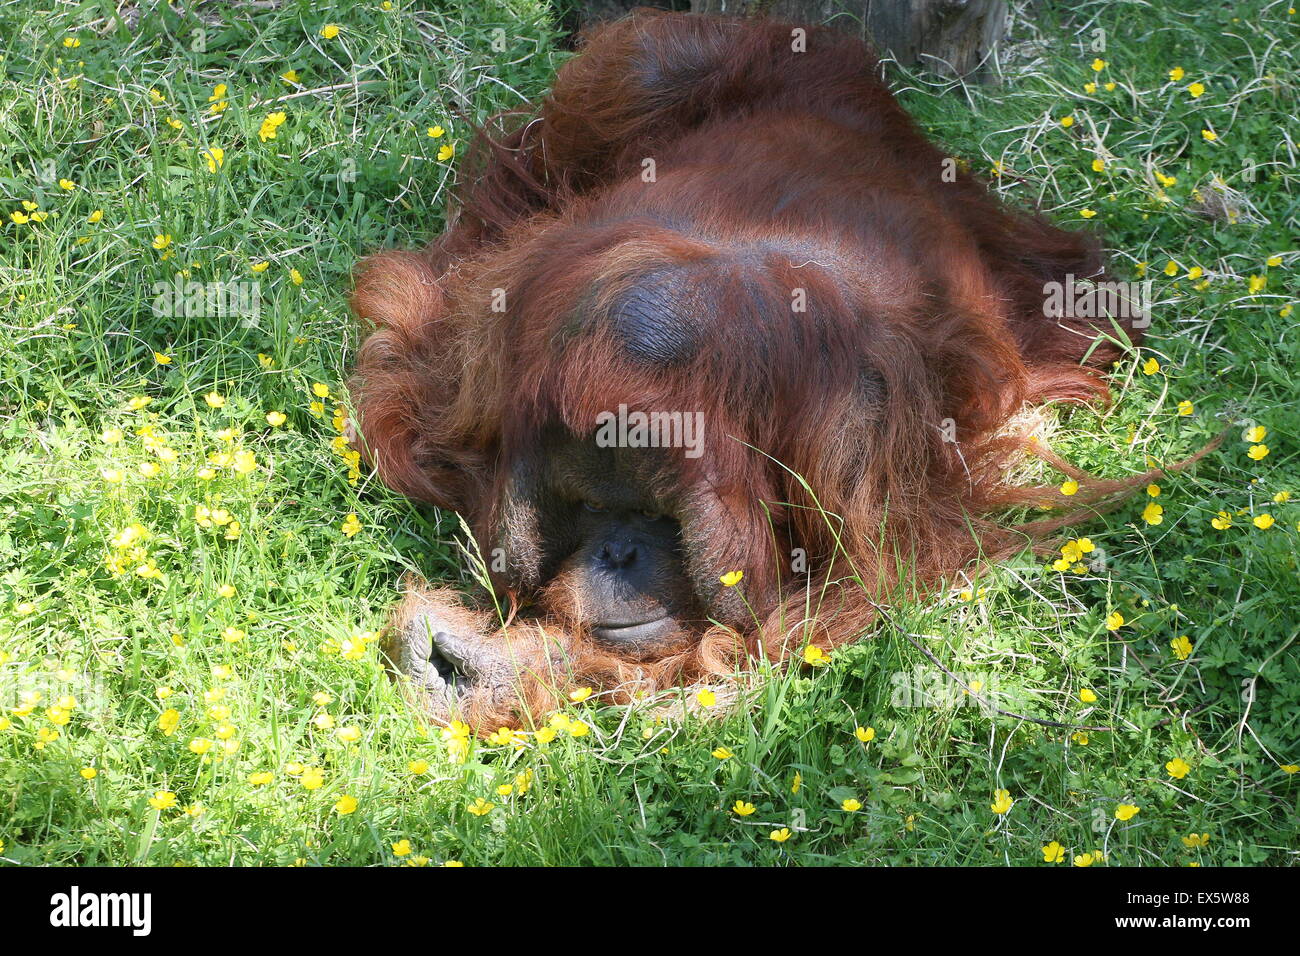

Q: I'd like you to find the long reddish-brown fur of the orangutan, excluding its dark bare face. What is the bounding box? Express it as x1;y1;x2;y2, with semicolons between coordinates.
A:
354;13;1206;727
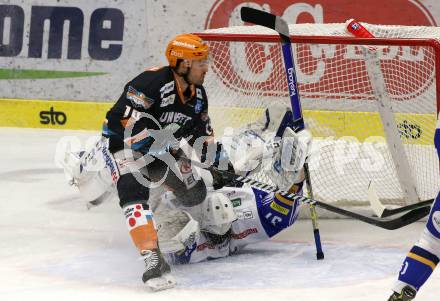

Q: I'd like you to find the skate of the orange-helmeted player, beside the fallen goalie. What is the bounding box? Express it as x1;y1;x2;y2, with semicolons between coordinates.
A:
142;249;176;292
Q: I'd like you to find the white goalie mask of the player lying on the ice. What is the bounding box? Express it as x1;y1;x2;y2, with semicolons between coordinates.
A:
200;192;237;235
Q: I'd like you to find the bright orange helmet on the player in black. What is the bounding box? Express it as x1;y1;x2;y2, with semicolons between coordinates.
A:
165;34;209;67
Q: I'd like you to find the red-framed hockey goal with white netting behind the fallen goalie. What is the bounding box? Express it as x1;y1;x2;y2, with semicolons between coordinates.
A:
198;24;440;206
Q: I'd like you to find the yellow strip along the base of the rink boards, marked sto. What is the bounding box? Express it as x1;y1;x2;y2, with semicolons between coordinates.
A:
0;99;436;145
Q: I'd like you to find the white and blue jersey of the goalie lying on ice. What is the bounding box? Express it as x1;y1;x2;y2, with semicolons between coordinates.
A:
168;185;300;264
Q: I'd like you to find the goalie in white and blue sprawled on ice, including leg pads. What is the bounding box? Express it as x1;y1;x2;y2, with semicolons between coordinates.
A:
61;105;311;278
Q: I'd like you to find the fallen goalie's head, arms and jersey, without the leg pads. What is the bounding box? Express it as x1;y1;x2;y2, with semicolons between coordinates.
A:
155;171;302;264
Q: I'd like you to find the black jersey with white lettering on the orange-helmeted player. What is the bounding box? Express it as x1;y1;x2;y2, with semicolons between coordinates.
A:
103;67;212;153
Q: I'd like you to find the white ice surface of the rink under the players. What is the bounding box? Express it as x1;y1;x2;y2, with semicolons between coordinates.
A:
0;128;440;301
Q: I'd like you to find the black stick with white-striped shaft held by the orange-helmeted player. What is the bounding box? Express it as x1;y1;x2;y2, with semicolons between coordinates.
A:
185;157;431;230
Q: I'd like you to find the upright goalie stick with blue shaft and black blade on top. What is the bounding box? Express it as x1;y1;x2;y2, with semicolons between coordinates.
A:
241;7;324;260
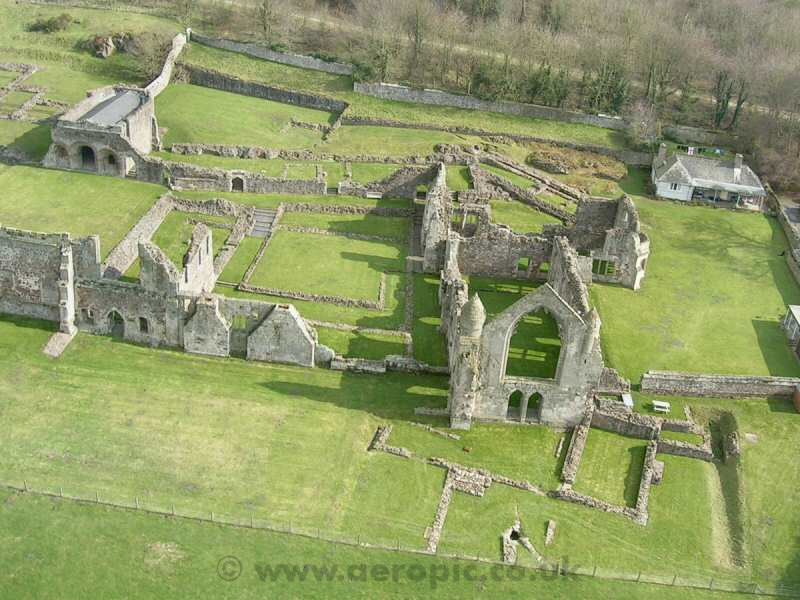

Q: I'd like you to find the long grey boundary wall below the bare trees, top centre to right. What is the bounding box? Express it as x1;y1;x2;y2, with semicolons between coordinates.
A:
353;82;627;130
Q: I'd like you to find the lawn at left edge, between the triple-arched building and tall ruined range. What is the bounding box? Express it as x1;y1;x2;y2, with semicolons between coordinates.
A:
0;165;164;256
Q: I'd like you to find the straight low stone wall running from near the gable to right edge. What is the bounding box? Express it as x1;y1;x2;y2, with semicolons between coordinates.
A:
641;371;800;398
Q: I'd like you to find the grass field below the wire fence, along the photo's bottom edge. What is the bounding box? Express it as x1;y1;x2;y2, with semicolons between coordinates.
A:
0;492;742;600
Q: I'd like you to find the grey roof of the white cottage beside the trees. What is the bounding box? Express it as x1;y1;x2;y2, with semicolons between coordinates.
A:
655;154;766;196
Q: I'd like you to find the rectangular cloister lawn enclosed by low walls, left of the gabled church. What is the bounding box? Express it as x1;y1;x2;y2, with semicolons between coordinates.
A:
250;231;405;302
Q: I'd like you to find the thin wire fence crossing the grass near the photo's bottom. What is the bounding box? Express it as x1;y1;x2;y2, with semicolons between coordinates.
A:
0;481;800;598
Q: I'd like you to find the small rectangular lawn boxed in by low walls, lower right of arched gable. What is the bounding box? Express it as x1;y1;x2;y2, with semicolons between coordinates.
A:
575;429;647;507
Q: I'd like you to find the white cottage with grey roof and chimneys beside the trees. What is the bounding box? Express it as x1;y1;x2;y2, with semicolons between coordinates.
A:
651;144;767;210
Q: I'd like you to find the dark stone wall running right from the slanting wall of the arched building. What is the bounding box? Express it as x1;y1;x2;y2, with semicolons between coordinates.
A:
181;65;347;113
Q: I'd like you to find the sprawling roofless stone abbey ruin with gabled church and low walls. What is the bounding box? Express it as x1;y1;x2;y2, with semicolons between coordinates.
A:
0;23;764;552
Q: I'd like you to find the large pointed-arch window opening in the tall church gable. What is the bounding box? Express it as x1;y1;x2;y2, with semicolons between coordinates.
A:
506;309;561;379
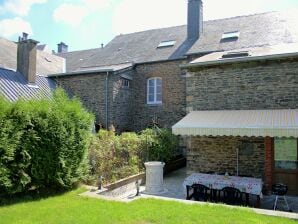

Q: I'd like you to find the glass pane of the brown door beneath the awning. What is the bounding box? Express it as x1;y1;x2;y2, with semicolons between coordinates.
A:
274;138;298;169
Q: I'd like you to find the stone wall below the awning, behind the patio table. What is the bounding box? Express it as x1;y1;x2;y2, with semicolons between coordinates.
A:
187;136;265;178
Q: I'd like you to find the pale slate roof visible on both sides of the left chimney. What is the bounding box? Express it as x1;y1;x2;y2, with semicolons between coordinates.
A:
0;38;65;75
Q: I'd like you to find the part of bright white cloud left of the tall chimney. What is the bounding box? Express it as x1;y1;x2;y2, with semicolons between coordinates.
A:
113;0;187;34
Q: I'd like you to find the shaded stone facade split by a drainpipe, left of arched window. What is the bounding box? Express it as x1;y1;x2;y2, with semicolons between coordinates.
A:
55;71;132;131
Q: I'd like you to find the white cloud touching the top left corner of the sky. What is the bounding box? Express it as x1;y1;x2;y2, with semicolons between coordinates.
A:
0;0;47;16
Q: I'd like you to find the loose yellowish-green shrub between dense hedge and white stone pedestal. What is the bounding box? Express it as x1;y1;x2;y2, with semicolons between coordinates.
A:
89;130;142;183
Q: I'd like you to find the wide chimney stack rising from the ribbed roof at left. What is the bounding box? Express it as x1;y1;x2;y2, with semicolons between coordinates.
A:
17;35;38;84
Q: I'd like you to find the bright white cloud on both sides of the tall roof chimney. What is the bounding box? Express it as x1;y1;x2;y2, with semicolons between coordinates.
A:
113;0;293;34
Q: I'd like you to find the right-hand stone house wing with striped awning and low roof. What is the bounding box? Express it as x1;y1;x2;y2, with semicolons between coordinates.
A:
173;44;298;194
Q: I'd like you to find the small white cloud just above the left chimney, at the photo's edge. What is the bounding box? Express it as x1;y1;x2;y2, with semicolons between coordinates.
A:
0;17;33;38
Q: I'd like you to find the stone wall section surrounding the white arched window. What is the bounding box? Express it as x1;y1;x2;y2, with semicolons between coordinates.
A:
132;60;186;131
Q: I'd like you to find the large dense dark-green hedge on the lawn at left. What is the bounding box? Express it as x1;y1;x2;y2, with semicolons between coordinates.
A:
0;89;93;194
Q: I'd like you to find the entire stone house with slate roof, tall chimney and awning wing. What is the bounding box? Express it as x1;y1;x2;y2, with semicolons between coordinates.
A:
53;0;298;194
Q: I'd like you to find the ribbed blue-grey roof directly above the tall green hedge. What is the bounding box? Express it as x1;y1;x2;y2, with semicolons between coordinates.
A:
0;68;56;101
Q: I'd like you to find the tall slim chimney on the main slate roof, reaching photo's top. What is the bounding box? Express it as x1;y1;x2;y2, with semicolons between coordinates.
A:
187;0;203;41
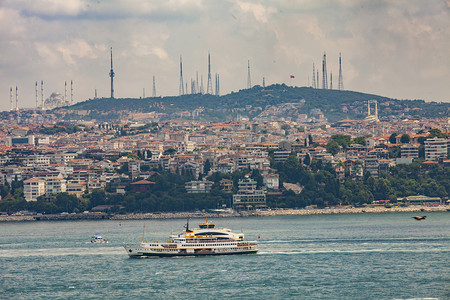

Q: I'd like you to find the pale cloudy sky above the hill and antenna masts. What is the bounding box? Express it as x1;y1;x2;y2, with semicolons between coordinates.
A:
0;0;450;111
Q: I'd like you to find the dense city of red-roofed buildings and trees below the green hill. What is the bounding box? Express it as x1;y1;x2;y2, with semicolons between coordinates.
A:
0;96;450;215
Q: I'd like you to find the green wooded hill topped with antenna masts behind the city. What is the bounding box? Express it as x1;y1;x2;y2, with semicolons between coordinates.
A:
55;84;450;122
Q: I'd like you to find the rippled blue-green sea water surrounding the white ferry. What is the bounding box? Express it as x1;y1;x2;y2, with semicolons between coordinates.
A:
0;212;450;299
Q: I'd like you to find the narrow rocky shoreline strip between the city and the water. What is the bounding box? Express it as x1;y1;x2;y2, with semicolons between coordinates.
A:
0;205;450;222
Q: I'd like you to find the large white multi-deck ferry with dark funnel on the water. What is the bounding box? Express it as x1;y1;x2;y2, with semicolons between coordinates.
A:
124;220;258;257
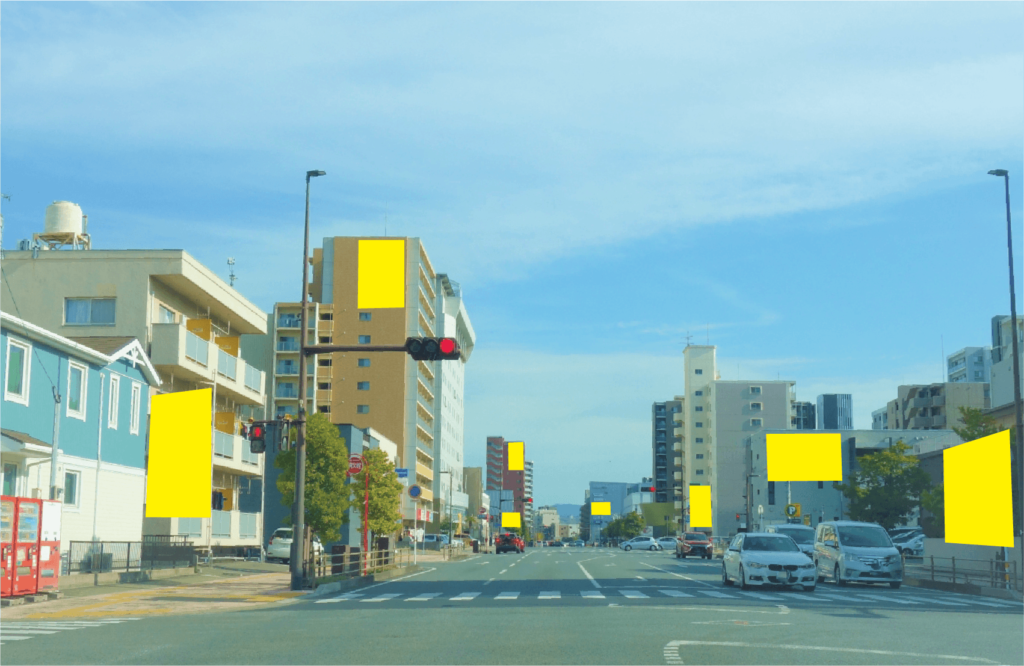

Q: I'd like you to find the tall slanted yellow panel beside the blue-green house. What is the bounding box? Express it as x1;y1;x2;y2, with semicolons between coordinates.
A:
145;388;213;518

Aim of the exercise: Write out only the final block of lines, starting at the line with "Q: I'd like you to find the tall slanted" and running to the end of the material.

Finished exercise:
Q: I'd like you to find the tall slanted yellow panel beside the blue-green house. What is the bounding box? Express it as x1;y1;x2;y2, with semicolons between coordinates.
A:
145;388;213;518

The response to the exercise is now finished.